▶ **TO DO**:
a – From the NASA Academy text, list each count of students or faculty given for the University of Oregon, with what it counts.
b – Write the next part of the NASA Academy text, picking up after its last sentence.

3. Knowing computer technology and its science and being skilled in its use is now indispensable for laboratory work in all the sciences.
4. The world has changed. The basic body of knowledge that is now required learning for scientists has become enormous, and continues to grow every day. Therefore, high school should be an uninterrupted time for defined, intensive learning in math and the sciences for would-be scientists and mathematicians.
5. Mid-teenagers are capable of hard, sustained intellectual effort far beyond what is normally expected of them.
6. Ultimately, science is more a disciplined method of investigation and discovery to become skilled at than it is a body of factual knowledge to be learned; for scientists, science is something that is done. Therefore, NASA Scholars should be taught more so as apprentices than as students; they should learn to both think-and-do and think-and-know — to become explorers and discoverers, not just experts on what is already known.


Plainly Stated:
As one considers this initiative, two Albert Einstein quotes should be kept in mind:
"Things should be made as simple as possible, but not any simpler."
"I am enough of an artist to draw freely upon my imagination. Imagination is more important than knowledge. Knowledge is limited. Imagination encircles the world."
Simplicity. Imagination. Knowledge.

Malcolm Gladwell speaking about genius:
http://www.newyorker.com/online/video/conference/2007/gladwell

The First Model: The University of Oregon

The First Model:
NASA Academy of the Physical Sciences
at The University of Oregon


The University of Oregon (UO) is located in Eugene at the southern end of the Willamette Valley, approximately 105 miles south of Portland. Springfield is Eugene’s sister city, separated neatly north-and-south by I-5 and in part by the Willamette River. As of 2007, Eugene-Springfield Metro Area's population is 337,870 people. Eugene is the county seat of Lane County, and is located geographically mid-county. Lane Transit District (LTD), which is a mass transit bus system that has a central hub in downtown Eugene just nine blocks away from the UO campus, serves much of Lane County with a schedule that makes morning/evening commutes possible.

The UO is a public research university and a member of the Association of American Universities, one of only two such universities in the greater Northwest. It has a total enrollment of 20,376 students: 16,681 undergraduates and 3,695 graduates. It has 1,714 faculty members, and a Faculty-to-Student Ratio of 1:18.

▶ **DATASET CONTENT**:
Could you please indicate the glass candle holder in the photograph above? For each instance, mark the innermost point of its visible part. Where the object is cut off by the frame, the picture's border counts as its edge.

▶ **FINAL ANSWERS**:
a –
- Total enrollment: 20,376 students
- Undergraduates: 16,681
- Graduates: 3,695
- Faculty members: 1,714

b –
The NASA Academy of the Physical Science (NAPS) concept is easy to pioneer at the UO because: 1) it works neatly there with already established programs, and 2) the significantly countywide model creates a workable ideal for other locales nationwide. The overriding purpose should be clear: the specific task of NAPS academies is to educate high school students who are gifted in mathematics and the sciences.

For many years, the UO and Eugene School District 4J have partnered in Duck Link, a program that allows public high school juniors and seniors to earn up to 8 college credits per term by taking classes at the UO that are not offered at their high school. In a general case, 8 credits equals two classes. In the Duck Link program, the student pays only applicable fees and the cost of books and supplies; the UO tuition is free.

The Duck Link program has one logistical flaw: the UO and District 4J schools have different term schedules and different daily class schedules, which makes participation in the Duck Link program extremely difficult if not impossible for most students. The solution is to establish a NAPS on the UO campus as a day school for NASA Scholars, and to operate it on the same schedules as the UO.

When Oregon Public Education Law and Lane Transit District bus routes are considered together, an opportunity to make Duck Link available to the 13 public high schools in Lane County that have public transportation access to the UO is revealed. Joining District 4J’s four high schools (Churchill, North Eugene, Sheldon, and South Eugene) in having access to Duck Link are the high schools from the following school districts: Bethel 52 (Willamette), Fern Ridge 28J (Elmira), Junction City 69 (Junction City), Lowell 71 (Lowell), McKenzie 68 (McKenzie), Pleasant Hill 1 (Pleasant Hill), South Lane 45J (Cottage Grove), and Springfield 19 (two schools: Springfield and Thurston).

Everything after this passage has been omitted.